Input |

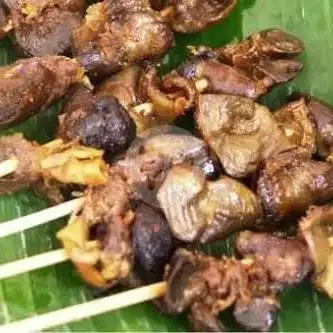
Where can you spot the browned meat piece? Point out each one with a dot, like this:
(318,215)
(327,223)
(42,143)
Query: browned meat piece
(153,243)
(323,118)
(177,146)
(202,210)
(296,122)
(207,286)
(117,34)
(316,228)
(98,238)
(240,132)
(249,68)
(191,16)
(286,260)
(271,43)
(44,27)
(97,121)
(5,23)
(53,162)
(290,182)
(28,168)
(30,85)
(123,86)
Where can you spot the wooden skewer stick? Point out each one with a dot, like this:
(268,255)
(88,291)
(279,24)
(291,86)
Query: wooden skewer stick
(89,309)
(7,167)
(32,263)
(39,218)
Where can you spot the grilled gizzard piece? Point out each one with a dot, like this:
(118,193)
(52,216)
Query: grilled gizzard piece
(31,85)
(250,68)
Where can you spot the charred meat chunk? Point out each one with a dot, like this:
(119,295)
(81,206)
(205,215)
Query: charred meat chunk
(296,122)
(53,162)
(322,115)
(189,16)
(97,121)
(290,182)
(202,210)
(287,260)
(153,243)
(177,146)
(207,286)
(240,132)
(44,27)
(114,35)
(250,68)
(97,239)
(34,84)
(316,228)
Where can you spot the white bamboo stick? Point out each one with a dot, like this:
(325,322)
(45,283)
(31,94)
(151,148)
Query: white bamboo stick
(32,263)
(39,218)
(86,310)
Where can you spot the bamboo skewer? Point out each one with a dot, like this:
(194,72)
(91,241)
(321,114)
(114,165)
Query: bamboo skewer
(32,263)
(39,218)
(89,309)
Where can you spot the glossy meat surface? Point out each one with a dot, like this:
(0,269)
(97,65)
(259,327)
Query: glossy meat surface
(31,85)
(240,132)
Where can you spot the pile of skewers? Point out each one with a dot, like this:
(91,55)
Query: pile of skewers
(142,190)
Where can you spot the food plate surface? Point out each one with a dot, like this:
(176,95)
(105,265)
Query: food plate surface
(56,287)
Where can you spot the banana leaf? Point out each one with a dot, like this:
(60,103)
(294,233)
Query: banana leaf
(302,308)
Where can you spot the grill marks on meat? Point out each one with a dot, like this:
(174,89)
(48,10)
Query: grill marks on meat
(287,260)
(96,120)
(296,122)
(249,68)
(189,16)
(290,182)
(28,170)
(202,210)
(241,133)
(207,286)
(117,35)
(34,84)
(44,27)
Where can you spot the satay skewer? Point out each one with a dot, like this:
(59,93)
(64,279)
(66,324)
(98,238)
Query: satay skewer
(42,217)
(89,309)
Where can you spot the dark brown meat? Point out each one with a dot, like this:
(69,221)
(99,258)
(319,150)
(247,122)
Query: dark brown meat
(44,27)
(323,118)
(317,230)
(98,239)
(286,260)
(202,210)
(250,68)
(115,35)
(123,86)
(28,168)
(191,16)
(207,286)
(32,85)
(240,132)
(178,146)
(54,162)
(296,122)
(97,121)
(290,182)
(153,243)
(5,24)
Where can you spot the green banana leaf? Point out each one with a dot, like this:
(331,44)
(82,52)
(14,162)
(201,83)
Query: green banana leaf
(302,308)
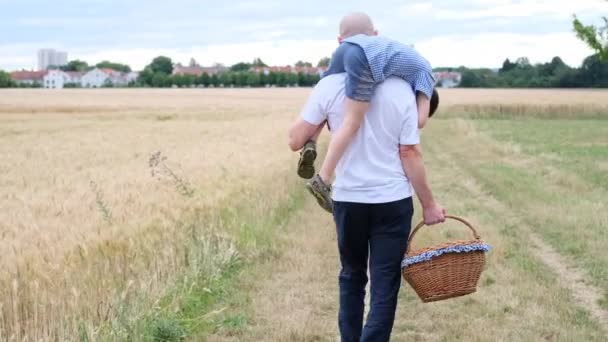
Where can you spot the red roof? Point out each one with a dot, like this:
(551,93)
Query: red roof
(109,71)
(75,73)
(289,68)
(193,71)
(28,75)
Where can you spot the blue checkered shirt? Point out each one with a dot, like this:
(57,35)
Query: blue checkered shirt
(387,58)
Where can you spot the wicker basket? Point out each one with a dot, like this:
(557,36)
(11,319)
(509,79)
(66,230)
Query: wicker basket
(445,271)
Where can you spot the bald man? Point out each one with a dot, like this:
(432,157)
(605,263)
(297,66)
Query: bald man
(367,60)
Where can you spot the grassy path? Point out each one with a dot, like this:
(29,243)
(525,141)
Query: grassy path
(530,290)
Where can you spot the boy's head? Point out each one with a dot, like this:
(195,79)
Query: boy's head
(356,23)
(434,102)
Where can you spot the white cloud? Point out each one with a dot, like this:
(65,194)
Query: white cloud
(279,52)
(491,49)
(416,8)
(526,8)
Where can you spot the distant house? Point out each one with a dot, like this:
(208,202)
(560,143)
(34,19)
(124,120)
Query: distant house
(289,69)
(132,77)
(75,77)
(98,78)
(28,77)
(196,70)
(55,79)
(447,79)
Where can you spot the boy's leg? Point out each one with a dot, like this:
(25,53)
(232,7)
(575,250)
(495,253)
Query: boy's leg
(358,88)
(389,229)
(308,154)
(352,232)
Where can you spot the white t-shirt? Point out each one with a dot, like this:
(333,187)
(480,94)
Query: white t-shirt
(370,170)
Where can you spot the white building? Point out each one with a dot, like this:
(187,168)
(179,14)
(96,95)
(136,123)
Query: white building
(29,78)
(51,57)
(57,79)
(98,78)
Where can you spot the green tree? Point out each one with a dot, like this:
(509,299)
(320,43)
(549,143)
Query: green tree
(75,65)
(5,80)
(324,62)
(302,64)
(292,79)
(272,78)
(253,79)
(257,62)
(596,37)
(507,66)
(145,76)
(214,80)
(162,64)
(225,79)
(204,79)
(161,80)
(114,66)
(281,79)
(240,67)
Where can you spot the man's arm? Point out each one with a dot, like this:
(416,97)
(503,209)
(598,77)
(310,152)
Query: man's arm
(301,132)
(413,165)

Task directions | Please set down the data above exactly as given, leaving every picture out.

Reply to the exercise |
Where can you spot the browned meat piece? Point out each one with a dot, like this:
(318,215)
(327,223)
(42,143)
Query: browned meat piece
(153,243)
(323,118)
(177,146)
(202,210)
(296,122)
(207,286)
(117,34)
(316,228)
(98,238)
(240,132)
(249,68)
(191,16)
(286,260)
(271,43)
(44,27)
(97,121)
(5,23)
(53,162)
(290,182)
(28,168)
(30,85)
(123,86)
Where can you spot the wooden skewer stick? Point out each one with a dot, like this:
(268,255)
(88,291)
(279,24)
(291,86)
Query: wooden skewer stick
(89,309)
(7,167)
(32,263)
(39,218)
Where can you spot the grilled gizzard piece? Point out each one with a dot, like this:
(118,193)
(52,216)
Query: grilled gizzard piece
(31,85)
(250,68)
Where can you spot the charred meat chunk? Point out each one with a dot, like this:
(119,295)
(81,206)
(205,215)
Query: charred meat chunk
(296,122)
(53,162)
(322,115)
(189,16)
(97,121)
(290,182)
(202,210)
(287,260)
(153,243)
(177,146)
(207,286)
(240,132)
(44,27)
(114,35)
(250,68)
(97,239)
(34,84)
(316,228)
Where can you spot the white bamboo stick? Point out each one with a dot, like this:
(325,322)
(45,283)
(31,94)
(151,148)
Query: white bamboo stick
(32,263)
(39,218)
(86,310)
Where can you spot the bamboo skewer? Point out each one with a dot, like this:
(194,72)
(91,241)
(321,114)
(114,165)
Query: bamboo skewer
(32,263)
(39,218)
(89,309)
Where can you spot the glossy meat surface? Point out each one with a dot, like this:
(0,269)
(97,65)
(259,327)
Query: glossy meat surface
(31,85)
(240,132)
Where can you spot the pile of skewers? Point out each one with a dot, like this:
(91,55)
Query: pile of skewers
(142,190)
Where can you spot the food plate surface? Point out each one with a dot, like this:
(176,95)
(105,265)
Query: food plate surface
(56,287)
Where can you spot the banana leaf? Point out each one with a dot, like this:
(60,103)
(294,233)
Query: banana leaf
(302,308)
Where can you spot the grill marks on meat? Point out each one with a dot, like this:
(174,89)
(48,10)
Query: grill marks on meat
(287,260)
(96,120)
(296,122)
(249,68)
(189,16)
(290,182)
(28,170)
(202,210)
(241,133)
(207,286)
(117,35)
(34,84)
(44,27)
Where can you spot the satay skewer? Point out each one with a dot, like this:
(59,93)
(64,279)
(66,324)
(98,238)
Query: satay skewer
(42,217)
(89,309)
Where can you spot the dark brown meat? Point out each one with a dot, like this:
(69,221)
(99,258)
(319,150)
(247,122)
Query: dark brown meat
(44,27)
(323,118)
(317,230)
(98,239)
(286,260)
(202,210)
(250,68)
(115,35)
(123,86)
(28,168)
(191,16)
(207,286)
(32,85)
(240,132)
(178,146)
(54,162)
(296,122)
(97,121)
(290,182)
(153,243)
(5,24)
Where can you spot the green banana leaf? Point out each one with a dot, like this:
(331,44)
(82,52)
(14,162)
(201,83)
Query: green banana leaf
(302,308)
Where can you spot the red roof? Point out each one with a dot, like this:
(551,93)
Query: red roof
(109,71)
(75,73)
(289,68)
(193,71)
(28,75)
Where can you spot the blue checkered shirt? Point out each one with a dot, like this:
(57,35)
Query: blue checkered shirt
(387,58)
Where can you spot the wicker basket? Point out each one with a dot, like this:
(557,36)
(11,319)
(509,79)
(66,230)
Query: wicker basket
(445,271)
Where can you spot the bald man? Point out each one with a dot, like this:
(432,157)
(605,263)
(297,66)
Query: bald man
(367,60)
Where can you spot the grassy path? Point out each one with a dot, like this:
(29,243)
(525,141)
Query: grassy path
(530,290)
Where can you spot the boy's head? Point out each one with a dot, like this:
(195,79)
Query: boy's head
(356,23)
(434,102)
Where can you spot the white cloud? Point out each one with a dot, like this:
(65,194)
Query: white cloud
(279,52)
(491,49)
(416,8)
(526,8)
Where can you spot the distant house? Point out each one with a dot, like this:
(208,202)
(560,143)
(34,19)
(124,120)
Query: distant house
(289,69)
(132,77)
(75,77)
(98,78)
(28,77)
(196,70)
(55,79)
(447,79)
Where can you spot the boy's leg? Point out each one with a dot, like this:
(25,53)
(232,7)
(575,250)
(495,253)
Query: boy's leg
(358,88)
(389,229)
(308,154)
(352,232)
Where can you spot the white t-shirt? Point out each one with a dot, like this:
(333,187)
(480,94)
Query: white t-shirt
(370,170)
Where can you spot the white building? Point out each one with a dot, like this:
(187,168)
(179,14)
(96,95)
(136,123)
Query: white building
(29,78)
(51,57)
(57,79)
(98,78)
Where can you spot the green tree? Point out each one with a dot, like this:
(509,299)
(320,43)
(549,143)
Query: green tree
(75,65)
(5,80)
(324,62)
(302,64)
(292,79)
(272,78)
(253,79)
(257,62)
(596,37)
(507,66)
(145,76)
(214,80)
(162,64)
(225,79)
(204,79)
(161,80)
(114,66)
(281,79)
(240,67)
Where can you spot the man's arm? Point out each one with a dot, like this:
(416,97)
(503,209)
(598,77)
(310,152)
Query: man's arm
(301,132)
(413,165)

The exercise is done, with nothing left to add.